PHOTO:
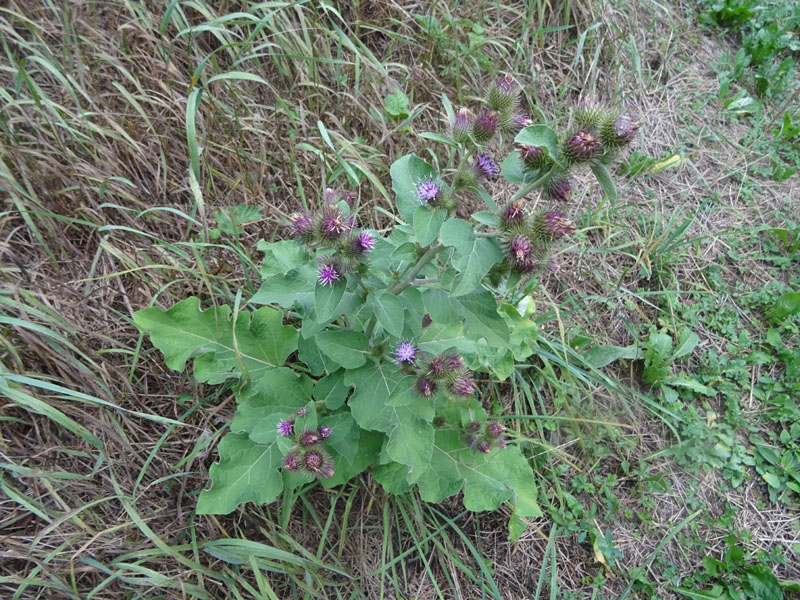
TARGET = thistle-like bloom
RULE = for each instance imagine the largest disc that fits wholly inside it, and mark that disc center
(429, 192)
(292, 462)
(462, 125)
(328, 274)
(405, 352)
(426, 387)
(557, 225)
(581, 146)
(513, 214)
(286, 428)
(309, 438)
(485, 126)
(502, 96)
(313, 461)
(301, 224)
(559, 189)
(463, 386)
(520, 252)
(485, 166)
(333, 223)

——

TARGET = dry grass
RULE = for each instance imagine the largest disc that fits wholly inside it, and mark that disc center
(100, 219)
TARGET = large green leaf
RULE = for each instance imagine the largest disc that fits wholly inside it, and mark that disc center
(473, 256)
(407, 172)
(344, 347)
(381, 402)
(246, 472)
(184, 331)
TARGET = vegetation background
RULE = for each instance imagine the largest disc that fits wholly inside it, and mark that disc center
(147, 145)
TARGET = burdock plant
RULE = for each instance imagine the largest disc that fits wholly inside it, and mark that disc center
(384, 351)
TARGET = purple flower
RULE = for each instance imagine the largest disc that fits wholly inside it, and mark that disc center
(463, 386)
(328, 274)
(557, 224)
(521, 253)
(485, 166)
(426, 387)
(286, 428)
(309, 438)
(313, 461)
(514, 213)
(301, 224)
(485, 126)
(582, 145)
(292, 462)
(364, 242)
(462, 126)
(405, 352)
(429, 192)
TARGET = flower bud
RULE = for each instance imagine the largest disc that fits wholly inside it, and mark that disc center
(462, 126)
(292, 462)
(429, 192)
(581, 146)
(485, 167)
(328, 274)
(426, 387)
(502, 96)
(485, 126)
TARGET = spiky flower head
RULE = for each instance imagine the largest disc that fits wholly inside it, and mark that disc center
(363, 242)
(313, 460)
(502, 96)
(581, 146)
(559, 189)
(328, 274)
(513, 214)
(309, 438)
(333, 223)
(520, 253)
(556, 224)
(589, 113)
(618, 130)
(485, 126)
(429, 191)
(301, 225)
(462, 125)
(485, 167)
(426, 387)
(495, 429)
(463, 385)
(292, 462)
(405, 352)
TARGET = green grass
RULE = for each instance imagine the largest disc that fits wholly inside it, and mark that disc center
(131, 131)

——

**Description of the task:** Only the lines above starting at the one containing "TARGET = spiky flower head" and ending at the one containing "TARGET = green grass", both included, are to be returned, exactly as they read.

**Result below:**
TARGET = spiky flower head
RULE = for each instance imagine the largest disc that fits wholly inside it, and mark that disc center
(363, 242)
(313, 460)
(502, 96)
(581, 146)
(559, 189)
(328, 274)
(513, 214)
(309, 438)
(333, 223)
(520, 253)
(556, 224)
(589, 113)
(618, 130)
(485, 126)
(429, 191)
(301, 225)
(462, 125)
(485, 167)
(426, 387)
(495, 429)
(463, 385)
(292, 462)
(405, 352)
TARGET = green grass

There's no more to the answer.